Starting at the line with "positive clicks: (195, 0)" and going on through the line with "positive clicks: (427, 152)", reproduce each line in the records below exactly and nothing more.
=-=-=-=-=
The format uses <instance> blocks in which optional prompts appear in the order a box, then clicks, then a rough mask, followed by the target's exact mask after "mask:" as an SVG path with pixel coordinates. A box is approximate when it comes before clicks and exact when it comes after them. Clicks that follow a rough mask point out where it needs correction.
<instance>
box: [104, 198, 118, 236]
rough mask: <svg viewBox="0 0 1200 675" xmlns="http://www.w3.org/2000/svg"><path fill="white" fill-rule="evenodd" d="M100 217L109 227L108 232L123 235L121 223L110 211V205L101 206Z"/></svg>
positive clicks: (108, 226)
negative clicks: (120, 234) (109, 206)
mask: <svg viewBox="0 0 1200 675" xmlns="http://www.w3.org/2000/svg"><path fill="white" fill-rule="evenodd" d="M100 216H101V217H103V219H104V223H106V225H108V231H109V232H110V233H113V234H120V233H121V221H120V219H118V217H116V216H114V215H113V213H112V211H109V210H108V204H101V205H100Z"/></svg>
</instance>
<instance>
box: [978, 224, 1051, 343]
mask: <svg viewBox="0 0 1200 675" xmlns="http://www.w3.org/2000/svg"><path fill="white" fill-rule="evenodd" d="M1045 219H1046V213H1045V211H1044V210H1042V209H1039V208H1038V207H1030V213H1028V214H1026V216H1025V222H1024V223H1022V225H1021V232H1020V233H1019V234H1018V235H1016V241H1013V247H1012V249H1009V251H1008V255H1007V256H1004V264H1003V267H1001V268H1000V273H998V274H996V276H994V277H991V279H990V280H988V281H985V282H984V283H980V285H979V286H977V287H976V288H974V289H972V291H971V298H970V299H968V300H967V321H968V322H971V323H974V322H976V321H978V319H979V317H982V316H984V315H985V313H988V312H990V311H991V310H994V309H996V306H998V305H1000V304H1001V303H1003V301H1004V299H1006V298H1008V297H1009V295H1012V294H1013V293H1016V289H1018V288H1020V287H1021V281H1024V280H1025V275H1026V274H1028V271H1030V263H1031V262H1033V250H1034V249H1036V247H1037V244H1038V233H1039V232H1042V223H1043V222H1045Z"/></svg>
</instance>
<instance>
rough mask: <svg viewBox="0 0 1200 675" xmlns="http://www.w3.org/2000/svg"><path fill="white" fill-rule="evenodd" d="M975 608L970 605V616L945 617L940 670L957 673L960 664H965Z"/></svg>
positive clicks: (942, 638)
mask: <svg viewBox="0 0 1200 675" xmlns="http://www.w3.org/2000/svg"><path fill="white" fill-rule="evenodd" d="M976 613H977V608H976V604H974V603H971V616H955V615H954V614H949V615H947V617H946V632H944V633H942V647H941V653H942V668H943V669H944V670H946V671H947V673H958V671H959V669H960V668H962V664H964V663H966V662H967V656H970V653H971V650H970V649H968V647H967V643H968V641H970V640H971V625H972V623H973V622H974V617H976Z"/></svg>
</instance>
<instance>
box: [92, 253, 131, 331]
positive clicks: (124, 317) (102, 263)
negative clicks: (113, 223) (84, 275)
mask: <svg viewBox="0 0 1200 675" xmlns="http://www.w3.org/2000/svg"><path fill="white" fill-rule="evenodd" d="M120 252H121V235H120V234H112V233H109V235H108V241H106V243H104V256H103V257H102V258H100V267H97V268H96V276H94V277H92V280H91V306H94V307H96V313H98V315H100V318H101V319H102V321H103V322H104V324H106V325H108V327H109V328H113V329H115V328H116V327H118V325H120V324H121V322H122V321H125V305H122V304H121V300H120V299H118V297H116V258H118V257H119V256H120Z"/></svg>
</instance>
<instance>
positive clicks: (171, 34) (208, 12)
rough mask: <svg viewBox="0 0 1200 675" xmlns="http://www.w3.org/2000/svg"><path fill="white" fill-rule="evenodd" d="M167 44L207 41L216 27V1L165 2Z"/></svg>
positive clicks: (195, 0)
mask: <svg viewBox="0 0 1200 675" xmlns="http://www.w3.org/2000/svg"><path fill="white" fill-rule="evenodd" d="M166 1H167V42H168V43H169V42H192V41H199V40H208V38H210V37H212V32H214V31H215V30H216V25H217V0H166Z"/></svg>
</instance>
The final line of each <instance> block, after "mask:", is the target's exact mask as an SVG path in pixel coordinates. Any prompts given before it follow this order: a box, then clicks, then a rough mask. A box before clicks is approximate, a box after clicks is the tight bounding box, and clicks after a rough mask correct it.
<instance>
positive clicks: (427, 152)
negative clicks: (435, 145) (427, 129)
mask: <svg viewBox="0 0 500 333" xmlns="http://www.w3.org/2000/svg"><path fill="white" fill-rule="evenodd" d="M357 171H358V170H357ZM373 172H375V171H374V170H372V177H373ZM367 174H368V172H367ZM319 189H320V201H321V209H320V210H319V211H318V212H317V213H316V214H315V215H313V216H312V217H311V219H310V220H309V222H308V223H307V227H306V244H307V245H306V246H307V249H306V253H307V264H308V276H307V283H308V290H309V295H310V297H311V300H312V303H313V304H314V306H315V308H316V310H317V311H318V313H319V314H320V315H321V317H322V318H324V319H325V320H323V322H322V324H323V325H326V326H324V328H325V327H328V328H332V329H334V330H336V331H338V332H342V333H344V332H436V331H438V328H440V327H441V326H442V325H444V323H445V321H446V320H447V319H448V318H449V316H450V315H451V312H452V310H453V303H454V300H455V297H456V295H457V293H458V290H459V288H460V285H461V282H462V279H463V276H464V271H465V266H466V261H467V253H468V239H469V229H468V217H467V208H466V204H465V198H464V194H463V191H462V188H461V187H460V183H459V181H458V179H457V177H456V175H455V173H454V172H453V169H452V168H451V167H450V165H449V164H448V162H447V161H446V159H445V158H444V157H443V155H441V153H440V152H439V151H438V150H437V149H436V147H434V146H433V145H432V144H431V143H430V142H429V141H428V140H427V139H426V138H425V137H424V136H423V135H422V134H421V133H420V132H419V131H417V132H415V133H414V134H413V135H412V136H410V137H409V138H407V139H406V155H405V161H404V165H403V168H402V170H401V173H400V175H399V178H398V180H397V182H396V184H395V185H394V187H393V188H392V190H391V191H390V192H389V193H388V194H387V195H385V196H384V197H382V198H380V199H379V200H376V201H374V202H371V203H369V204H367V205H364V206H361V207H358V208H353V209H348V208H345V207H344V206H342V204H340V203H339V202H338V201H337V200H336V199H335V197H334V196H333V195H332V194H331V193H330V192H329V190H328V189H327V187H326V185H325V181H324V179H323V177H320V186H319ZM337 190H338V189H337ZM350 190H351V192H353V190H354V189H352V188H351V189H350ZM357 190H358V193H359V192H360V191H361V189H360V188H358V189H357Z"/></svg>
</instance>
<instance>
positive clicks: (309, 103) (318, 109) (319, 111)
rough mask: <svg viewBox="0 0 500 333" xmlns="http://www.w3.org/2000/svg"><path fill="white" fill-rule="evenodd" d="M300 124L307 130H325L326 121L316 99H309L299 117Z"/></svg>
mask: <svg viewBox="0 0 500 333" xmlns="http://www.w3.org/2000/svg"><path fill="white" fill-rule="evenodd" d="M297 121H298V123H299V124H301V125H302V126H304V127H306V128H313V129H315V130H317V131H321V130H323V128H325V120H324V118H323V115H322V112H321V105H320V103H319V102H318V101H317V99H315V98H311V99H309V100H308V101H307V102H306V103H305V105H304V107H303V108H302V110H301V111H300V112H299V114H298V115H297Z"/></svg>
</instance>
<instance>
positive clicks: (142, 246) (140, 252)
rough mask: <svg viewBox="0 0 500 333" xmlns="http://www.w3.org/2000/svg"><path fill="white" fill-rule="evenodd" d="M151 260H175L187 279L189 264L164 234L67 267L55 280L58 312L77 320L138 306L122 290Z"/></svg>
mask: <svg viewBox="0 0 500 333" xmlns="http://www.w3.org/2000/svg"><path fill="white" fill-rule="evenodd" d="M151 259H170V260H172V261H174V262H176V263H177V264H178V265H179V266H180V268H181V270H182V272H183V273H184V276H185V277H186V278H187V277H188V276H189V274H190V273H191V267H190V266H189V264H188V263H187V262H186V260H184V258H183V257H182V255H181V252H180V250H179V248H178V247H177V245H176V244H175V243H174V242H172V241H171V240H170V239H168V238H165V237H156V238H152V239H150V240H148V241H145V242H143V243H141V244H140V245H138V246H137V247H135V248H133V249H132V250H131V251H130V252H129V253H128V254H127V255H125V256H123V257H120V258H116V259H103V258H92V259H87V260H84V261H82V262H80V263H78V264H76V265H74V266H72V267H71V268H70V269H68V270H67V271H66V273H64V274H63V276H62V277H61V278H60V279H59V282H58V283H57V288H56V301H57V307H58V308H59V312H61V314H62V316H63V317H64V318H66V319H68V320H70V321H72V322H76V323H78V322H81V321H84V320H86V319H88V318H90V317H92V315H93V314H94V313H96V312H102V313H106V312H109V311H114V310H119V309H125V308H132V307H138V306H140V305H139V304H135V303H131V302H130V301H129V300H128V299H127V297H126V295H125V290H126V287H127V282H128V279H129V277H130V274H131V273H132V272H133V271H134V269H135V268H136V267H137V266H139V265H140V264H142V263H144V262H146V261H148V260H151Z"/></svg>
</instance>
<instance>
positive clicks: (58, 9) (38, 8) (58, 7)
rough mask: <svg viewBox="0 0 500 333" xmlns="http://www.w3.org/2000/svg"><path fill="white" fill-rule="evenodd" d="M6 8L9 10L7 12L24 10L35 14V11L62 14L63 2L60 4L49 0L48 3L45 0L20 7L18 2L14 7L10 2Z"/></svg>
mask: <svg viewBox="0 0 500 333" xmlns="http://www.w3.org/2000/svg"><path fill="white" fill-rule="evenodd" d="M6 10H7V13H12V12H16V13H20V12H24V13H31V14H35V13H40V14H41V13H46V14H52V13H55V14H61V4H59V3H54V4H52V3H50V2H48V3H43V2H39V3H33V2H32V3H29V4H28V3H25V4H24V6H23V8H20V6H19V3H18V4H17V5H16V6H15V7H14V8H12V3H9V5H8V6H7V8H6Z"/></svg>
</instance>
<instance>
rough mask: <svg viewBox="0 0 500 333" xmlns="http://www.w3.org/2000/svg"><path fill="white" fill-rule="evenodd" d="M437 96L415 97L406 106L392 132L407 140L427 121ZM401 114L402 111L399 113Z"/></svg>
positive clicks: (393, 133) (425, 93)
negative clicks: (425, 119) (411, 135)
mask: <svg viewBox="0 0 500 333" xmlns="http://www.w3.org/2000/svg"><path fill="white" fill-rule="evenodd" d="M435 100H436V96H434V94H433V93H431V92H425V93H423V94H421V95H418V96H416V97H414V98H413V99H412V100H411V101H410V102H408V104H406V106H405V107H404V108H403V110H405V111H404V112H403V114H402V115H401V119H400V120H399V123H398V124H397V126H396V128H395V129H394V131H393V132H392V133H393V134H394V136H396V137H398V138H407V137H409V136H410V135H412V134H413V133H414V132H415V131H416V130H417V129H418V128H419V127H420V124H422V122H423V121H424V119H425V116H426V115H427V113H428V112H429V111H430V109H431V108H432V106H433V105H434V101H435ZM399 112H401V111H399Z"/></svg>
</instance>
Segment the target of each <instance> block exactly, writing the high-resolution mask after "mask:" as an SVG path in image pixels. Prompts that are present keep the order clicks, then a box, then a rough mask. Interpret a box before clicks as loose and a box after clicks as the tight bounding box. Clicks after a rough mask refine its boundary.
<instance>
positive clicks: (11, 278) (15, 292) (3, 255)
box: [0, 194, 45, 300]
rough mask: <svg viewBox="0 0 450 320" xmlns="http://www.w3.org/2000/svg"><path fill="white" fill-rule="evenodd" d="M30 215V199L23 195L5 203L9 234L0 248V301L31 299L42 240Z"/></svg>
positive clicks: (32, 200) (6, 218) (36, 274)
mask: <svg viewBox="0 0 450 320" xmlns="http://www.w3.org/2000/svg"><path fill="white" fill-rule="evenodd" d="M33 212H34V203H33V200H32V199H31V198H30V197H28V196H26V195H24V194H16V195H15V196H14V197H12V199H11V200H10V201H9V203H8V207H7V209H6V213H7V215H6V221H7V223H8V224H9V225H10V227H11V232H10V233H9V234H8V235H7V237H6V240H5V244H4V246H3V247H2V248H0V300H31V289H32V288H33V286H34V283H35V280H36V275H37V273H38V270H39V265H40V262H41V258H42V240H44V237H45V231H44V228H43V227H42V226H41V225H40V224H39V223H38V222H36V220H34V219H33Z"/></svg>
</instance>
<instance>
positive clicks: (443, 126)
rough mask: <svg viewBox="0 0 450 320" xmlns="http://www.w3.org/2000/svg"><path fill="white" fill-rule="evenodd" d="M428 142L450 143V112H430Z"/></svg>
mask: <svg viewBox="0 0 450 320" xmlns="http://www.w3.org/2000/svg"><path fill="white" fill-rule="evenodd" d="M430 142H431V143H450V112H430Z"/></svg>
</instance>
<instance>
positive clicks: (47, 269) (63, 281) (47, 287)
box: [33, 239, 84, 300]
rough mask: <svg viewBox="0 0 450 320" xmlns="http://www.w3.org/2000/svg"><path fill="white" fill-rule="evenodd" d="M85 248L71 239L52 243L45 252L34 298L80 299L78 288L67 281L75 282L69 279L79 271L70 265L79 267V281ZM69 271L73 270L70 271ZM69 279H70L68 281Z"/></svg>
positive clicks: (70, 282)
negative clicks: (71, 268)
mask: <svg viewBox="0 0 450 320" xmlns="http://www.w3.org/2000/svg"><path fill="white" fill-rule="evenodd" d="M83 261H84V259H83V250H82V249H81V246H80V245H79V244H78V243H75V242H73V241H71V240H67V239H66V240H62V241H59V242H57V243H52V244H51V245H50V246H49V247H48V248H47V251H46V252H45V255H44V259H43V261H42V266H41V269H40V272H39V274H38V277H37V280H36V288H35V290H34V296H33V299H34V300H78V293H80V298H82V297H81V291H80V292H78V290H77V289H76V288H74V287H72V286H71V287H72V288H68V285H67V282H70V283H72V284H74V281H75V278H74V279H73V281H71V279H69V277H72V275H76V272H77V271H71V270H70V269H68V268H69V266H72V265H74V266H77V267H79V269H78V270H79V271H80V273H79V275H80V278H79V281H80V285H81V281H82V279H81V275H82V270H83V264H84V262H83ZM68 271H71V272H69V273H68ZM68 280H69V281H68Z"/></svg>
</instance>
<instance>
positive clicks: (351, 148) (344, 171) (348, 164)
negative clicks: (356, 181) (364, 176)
=-=-=-=-=
- [Written answer]:
positive clicks: (195, 0)
mask: <svg viewBox="0 0 1200 675" xmlns="http://www.w3.org/2000/svg"><path fill="white" fill-rule="evenodd" d="M166 1H167V42H168V43H169V42H192V41H199V40H208V38H210V37H212V32H214V31H215V30H216V25H217V0H166Z"/></svg>
</instance>
The final line of each <instance> block, after "mask:", is the target's exact mask as an SVG path in pixel coordinates. Any prompts given before it follow this order: a box, then clicks, then a rough mask. A box before clicks is approximate, a box after clicks is the tight bounding box, and clicks after a rough mask correct it.
<instance>
positive clicks: (427, 152)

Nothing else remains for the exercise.